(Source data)
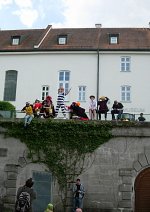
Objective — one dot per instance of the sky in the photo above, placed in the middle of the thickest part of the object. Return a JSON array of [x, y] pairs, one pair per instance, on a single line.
[[36, 14]]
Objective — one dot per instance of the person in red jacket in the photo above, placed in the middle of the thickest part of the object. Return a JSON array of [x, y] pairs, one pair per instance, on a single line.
[[117, 108], [102, 106]]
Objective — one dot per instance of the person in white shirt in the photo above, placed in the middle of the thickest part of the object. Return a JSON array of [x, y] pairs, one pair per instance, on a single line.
[[92, 108]]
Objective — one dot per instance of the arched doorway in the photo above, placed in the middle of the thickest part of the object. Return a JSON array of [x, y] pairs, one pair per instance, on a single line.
[[142, 191]]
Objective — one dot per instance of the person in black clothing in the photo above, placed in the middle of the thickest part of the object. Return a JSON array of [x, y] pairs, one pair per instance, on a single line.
[[30, 194], [141, 117], [76, 110], [117, 108], [102, 106], [78, 193]]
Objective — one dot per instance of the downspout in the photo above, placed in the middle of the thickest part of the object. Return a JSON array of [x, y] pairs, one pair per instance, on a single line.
[[98, 62], [97, 89]]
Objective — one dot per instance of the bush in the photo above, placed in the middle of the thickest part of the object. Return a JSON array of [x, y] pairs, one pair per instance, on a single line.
[[6, 106]]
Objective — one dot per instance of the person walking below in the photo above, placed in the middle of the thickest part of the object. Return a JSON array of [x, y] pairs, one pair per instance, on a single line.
[[78, 193], [92, 108], [141, 117], [60, 102], [117, 108], [28, 109], [25, 196], [102, 106]]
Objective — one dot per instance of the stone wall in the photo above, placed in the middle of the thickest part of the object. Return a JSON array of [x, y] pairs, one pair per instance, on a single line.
[[109, 180]]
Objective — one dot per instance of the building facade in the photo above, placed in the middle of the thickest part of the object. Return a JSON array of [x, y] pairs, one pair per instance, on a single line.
[[113, 62]]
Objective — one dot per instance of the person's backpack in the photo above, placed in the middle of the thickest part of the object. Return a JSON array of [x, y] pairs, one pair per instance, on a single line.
[[23, 202]]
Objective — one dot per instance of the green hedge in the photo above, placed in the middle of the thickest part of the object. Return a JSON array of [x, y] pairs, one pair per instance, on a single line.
[[6, 106]]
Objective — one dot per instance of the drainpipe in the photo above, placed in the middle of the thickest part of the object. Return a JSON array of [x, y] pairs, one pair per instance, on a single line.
[[98, 62], [97, 92]]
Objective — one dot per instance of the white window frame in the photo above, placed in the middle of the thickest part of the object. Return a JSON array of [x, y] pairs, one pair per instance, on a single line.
[[64, 81], [62, 40], [125, 64], [126, 93], [113, 39], [15, 40], [82, 93], [45, 91]]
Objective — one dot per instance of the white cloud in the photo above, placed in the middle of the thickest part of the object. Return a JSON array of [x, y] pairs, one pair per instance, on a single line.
[[116, 13], [26, 13], [5, 3], [27, 16], [24, 3]]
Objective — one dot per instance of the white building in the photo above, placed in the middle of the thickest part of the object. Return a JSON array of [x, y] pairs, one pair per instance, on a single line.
[[114, 62]]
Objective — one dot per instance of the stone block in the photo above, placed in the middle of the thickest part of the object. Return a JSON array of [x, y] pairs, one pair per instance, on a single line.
[[8, 207], [127, 179], [142, 160], [137, 166], [126, 195], [11, 191], [125, 204], [11, 168], [11, 176], [22, 162], [10, 183], [125, 188], [9, 199], [3, 152], [125, 172]]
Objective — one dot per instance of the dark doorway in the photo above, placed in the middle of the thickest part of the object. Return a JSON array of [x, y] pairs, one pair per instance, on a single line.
[[142, 191], [42, 186]]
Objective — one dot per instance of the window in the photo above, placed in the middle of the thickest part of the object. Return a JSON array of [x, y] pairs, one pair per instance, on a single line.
[[62, 39], [113, 38], [126, 93], [64, 77], [10, 85], [45, 91], [15, 40], [125, 64], [82, 93]]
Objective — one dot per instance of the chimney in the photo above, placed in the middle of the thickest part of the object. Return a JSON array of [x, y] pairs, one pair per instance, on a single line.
[[98, 25]]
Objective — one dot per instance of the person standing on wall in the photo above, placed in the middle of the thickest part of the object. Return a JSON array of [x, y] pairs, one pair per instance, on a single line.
[[102, 106], [60, 102], [92, 108], [25, 196], [78, 194], [117, 108]]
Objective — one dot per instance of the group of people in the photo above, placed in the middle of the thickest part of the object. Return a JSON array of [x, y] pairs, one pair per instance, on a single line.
[[101, 107], [26, 195], [46, 108]]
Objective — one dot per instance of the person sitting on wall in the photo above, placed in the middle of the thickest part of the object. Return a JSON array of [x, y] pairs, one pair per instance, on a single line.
[[37, 105], [102, 106], [28, 109], [76, 110], [48, 108], [141, 117], [49, 208], [117, 108], [92, 108]]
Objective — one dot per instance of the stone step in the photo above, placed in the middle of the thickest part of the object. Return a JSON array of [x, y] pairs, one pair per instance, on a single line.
[[3, 152]]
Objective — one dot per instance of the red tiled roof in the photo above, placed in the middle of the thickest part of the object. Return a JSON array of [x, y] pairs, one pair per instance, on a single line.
[[77, 39]]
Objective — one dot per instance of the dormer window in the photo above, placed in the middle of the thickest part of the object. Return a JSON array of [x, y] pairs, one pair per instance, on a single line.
[[113, 38], [62, 39], [15, 40]]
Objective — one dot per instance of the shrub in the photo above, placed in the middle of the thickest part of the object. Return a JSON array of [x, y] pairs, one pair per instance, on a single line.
[[6, 106]]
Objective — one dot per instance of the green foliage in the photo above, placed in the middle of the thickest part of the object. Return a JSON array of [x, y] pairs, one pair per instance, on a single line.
[[63, 146], [7, 106]]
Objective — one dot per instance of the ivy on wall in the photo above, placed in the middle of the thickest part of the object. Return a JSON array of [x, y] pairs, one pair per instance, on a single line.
[[62, 145]]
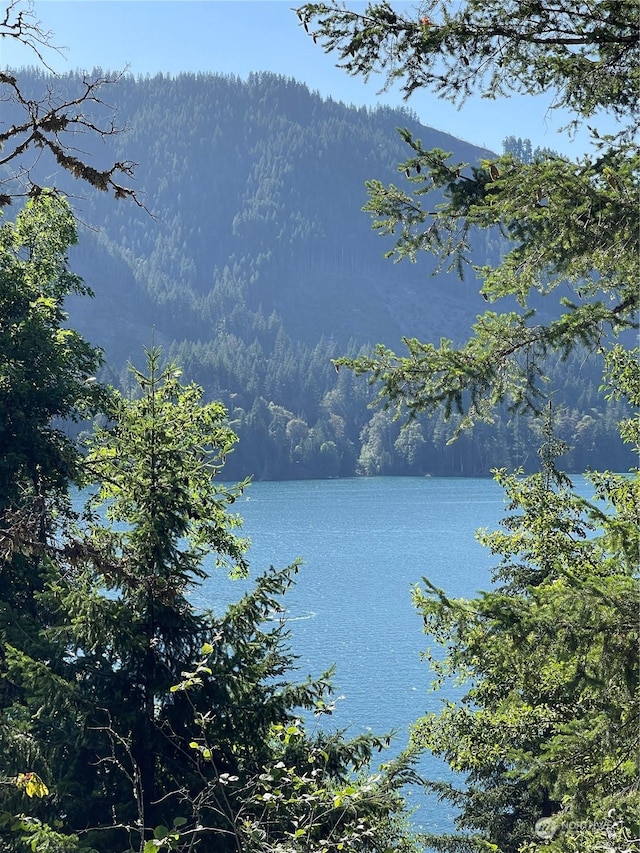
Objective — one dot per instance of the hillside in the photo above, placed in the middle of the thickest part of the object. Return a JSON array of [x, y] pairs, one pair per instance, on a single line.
[[254, 265]]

▶ **EXERCISE**:
Every line above should be printed again word for word, without its pictures.

▶ **PROBLEM SOLUTION**:
Objective — one dot per instance of the sky in the photo above, placed in the middle of the thickest part of the object. Return a JSON array of [x, y] pairs, one pair per instance, on a single line.
[[36, 14]]
Objective — one dot per instance of the person in red jacket in the photo above, placed in the middle of the thickest part of the object. Return a JSON array of [x, y] pairs, one pair per instance, on a single line.
[[117, 108], [102, 106]]
Objective — one dot per instance of the person in white shirt in the photo above, placed in the middle of the thickest part of the object. Return a JSON array of [x, y] pairs, one pair per instance, on a single line.
[[92, 108]]
Objective — one dot per instance of the arched doorway in the photo above, placed in the middle of the thickest part of the object. Return a JSON array of [x, y] pairs, one pair per instance, on a single line.
[[142, 191]]
Objective — one dot per instance of the person in black clothing in the photo above, placed in the middle of the thickest part of the object. Return a JSON array of [x, y] pairs, one pair per instance, on a single line.
[[30, 194], [141, 117], [76, 110], [117, 108], [102, 106], [78, 193]]
Objective — one dot per instance of the downspout in the photo above, placed in the middle of the thickest part of the object. Return a JSON array of [x, y] pairs, one pair per instance, on a single line.
[[98, 62], [97, 89]]
Objective — one dot per instance of the bush in the photo above, placed in the middle of the thickest part of the object. Return a JSON array of [x, y] pairs, one pair per instance, on a single line.
[[6, 106]]
Objective — one dot per instance of the person walking below in the photo above, placed in the middle of the thickest part of the object. Return a JSON array of [x, y] pairs, one pair per instance, on a single line.
[[78, 193], [92, 108], [141, 117], [60, 102], [117, 108], [28, 109], [25, 196], [102, 106]]
Objective — one dot per instance of the stone wall in the photo above, placed in the middle of the thickest part of the object. Return a JSON array of [x, y] pairs, one pair per instance, on a single line.
[[109, 180]]
Objective — one dot per instance of the building facade in the photo above, placed in the middle of the thickest part of the object. Return a JSON array of [x, y] pairs, one pair per instance, on a single line.
[[113, 62]]
Objective — one dot per instance of the person's backpack in the photo above, placed in the middle of the thickest part of the object. Return a JSON array of [x, y] pairs, one pair per instance, on a single line.
[[23, 202]]
Objective — one dot per instance of the green hedge in the photo above, placed in the middle of the thickest part of the object. Return a JSON array of [x, y] pairs, one pair per instance, on a single line.
[[6, 106]]
Objective — one dot per instance of the drainpipe in the photo above, placed in the middle of the thickest part of the object. Return a JSON array of [x, y] pairs, one pair per instance, on a single line.
[[98, 62], [97, 92]]
Objective — one dot per instance of the white window frame in the photo above, placed in the middle of the thickest part of the object. Return a JSON array of [x, y] pairs, one pair per instance, on a single line.
[[64, 81], [62, 40], [125, 64], [126, 93], [113, 39], [15, 40], [82, 93], [45, 91]]
Objective — one dot per instance of the white cloud in the photo above, placed in the middle of the thickest part of the object. Return a JSON array of [x, y] pairs, one pair per instance, on a single line.
[[116, 13], [26, 13], [5, 3], [27, 16], [24, 3]]
Objective — one dot per instance of the white building in the photo above, placed in the middle of the thickest part of the object. Return a JSON array of [x, y] pairs, one pair per instance, on a single line.
[[114, 62]]
Objective — one dot per instance of the stone block in the photo above, placed in the middle of the thickest part of the object. Return a JSON array of [x, y] pairs, one pair per instance, on a single line.
[[8, 207], [127, 179], [142, 160], [137, 166], [126, 195], [11, 191], [125, 204], [11, 168], [11, 176], [22, 162], [10, 183], [125, 188], [9, 199], [3, 152], [125, 172]]
Objective — one dot per instance of the dark doorway in the photo above, placed in the middle of the thickest part of the object. Return a JSON array of [x, y] pairs, one pair per instance, on a single line.
[[142, 191], [42, 186]]
Objective — one dot per instance of the window in the photo above, placed in the middle of the thickest part of the object. Return a JSON array of [x, y] pairs, one pair per instance, on a single line.
[[62, 39], [113, 38], [126, 93], [64, 77], [10, 85], [45, 91], [15, 40], [125, 64], [82, 93]]
Objective — one dot per instance of the chimney in the photo above, placed in the middle of the thickest part of the object. Return a JSON array of [x, y] pairs, one pair per instance, on a single line.
[[98, 25]]
Objective — one dot per instance of the person standing on wall in the photo above, placed in the middle of the thickest part of the object. Return a JSON array of [x, y] pairs, one pair per instance, on a single line.
[[102, 106], [60, 102], [92, 108], [25, 196], [78, 194], [117, 108]]
Objective — one dot per instance of the group of people in the photo above, placed in the middle of the thickest part of the object. Return a JSON array of [x, y] pairs, one pair per instance, on a single line.
[[101, 107], [26, 195], [46, 108]]
Objective — one dot per instance of the person sitting on wall in the photo above, placed in the middle of the thickest part of the object. Return a JSON array of [x, y] pairs, one pair per instance, on a single line.
[[37, 105], [102, 106], [28, 109], [76, 110], [48, 108], [141, 117], [49, 208], [117, 108], [92, 108]]
Objective — one dot per instance of the stone step in the photo above, placed in the middle of the thickest part of the object. Return a JSON array of [x, y] pairs, one pair per instance, on a single line.
[[3, 152]]
Objective — one dot per instance of the red tiled roof in the photo above, placed in the middle of the thickest part of the object. Return a JSON array of [x, y] pairs, one pair per instance, on a single line.
[[77, 39]]
Objective — one dot per instance of the dormer window in the photo above, placed in the middle of the thickest part of the object. Return a JSON array of [x, y] pairs, one pair per instance, on a single line.
[[113, 38], [62, 39], [15, 40]]
Objective — one dot per instance of the shrub in the photo above, placed in the middle of the thickest part of the object. Return a JSON array of [x, y] pairs, one pair per instance, on a single line.
[[6, 106]]
Objective — one dot per instance of the green foliage in the photo above, placed in the middle of the thickest part of the object. Return a JSON array of [x, y] pairs, one pair per instance, on a single line.
[[63, 146], [7, 106]]
Objective — one dot per instance of the ivy on wall in the photo above, placed in the middle of the thickest part of the object. Return a JSON array of [x, y] pairs, one pair per instance, on a single line.
[[62, 145]]
Objective — one dot per instance of the hillside in the photo above, placed in the middle of the thickest part of the object. Return a JSON array of [x, y] pairs, one pair per instance, on a single line.
[[254, 265]]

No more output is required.